● **EXERCISE INSTRUCTIONS**:
(1) Summarize the passage on WPS market research in two sentences.
(2) Carry on the passage on WPS market research from its final sentence.

● **SELECTED EXCERPT**:
The most important thing for a business is to have consumers (Schwarz & Hunter, 2008; Kotler & Keller, 2006; Milne & McDonald, 1999). Since the estimations of attendance rates for the WPS weren’t at all fulfilled, it is questionable if these estimats were based on research made according to the current market. If the results differ from the plan, the marketers need to decide if it has to do with poor implementation, an incoherent marketing mix or inept market research (Kotler, 2004). Market research seems to be a decision for every team to do on a local level, but what about the league? The league was also aired on television; who watched the league on TV? Schwarz and Hunter (2008) say that market research has the advantage of letting the company know what the customer wants and how the product and marketing must be altered. What’s the point of spending money on television broadcasts if there is no marketing towards a television audience? Who watches these games on TV and why? What do they want? These questions remain unanswered.

● **DATASET**:
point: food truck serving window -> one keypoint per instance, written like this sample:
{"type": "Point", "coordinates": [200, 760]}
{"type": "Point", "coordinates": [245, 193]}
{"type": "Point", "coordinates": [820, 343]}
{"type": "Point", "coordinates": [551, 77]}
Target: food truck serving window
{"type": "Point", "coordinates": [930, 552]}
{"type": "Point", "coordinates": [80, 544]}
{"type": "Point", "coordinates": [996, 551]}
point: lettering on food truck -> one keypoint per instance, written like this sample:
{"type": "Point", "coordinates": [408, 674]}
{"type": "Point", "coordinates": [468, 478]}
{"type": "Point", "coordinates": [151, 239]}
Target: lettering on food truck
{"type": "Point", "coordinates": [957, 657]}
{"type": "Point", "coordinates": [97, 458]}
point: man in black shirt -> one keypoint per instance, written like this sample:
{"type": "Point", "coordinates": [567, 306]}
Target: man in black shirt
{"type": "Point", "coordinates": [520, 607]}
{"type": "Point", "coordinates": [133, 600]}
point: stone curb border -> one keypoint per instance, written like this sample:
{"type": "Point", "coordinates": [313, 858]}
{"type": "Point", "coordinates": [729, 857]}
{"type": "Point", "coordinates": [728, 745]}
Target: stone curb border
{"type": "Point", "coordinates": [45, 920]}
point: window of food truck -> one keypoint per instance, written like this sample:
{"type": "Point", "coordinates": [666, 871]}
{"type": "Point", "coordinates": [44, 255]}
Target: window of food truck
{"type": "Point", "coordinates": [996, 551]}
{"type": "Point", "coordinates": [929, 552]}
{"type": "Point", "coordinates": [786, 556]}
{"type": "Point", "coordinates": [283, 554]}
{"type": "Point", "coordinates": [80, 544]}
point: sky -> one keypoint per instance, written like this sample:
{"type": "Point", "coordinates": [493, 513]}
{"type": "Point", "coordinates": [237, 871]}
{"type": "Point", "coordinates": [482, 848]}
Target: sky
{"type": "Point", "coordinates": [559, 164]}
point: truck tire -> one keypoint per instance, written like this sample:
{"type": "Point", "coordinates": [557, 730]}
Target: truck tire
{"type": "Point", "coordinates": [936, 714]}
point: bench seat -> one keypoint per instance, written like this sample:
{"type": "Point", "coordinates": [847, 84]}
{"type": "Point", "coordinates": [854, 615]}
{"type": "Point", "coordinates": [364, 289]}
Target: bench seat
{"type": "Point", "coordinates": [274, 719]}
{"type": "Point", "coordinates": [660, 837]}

● **IN RESPONSE**:
(1) The passage holds that consumers are the most important thing for a business and questions whether the WPS's unmet attendance estimates were based on research into the current market. It notes that the league was also televised and asks what spending on broadcasts achieves without marketing aimed at a television audience, leaving unanswered who watched the games on TV, why, and what they wanted.

(2)
To reach beyond the target market is a goal for the WPS, according to some of my informants. But getting new markets to attend is expensive (Kotler and Keller 2006), and companies often try to get new consumers before they put in efforts on keeping existing consumers (Lehmann and Winer 2002). This means that if you don’t perform market research and don’t know why people attend, you might change things about the product that won’t appeal to the existing target market. And while trying to expand the market you might lose the core market because you don’t know what attracted them to the games in the first place. The result might turn out to be more expenses and fewer consumers.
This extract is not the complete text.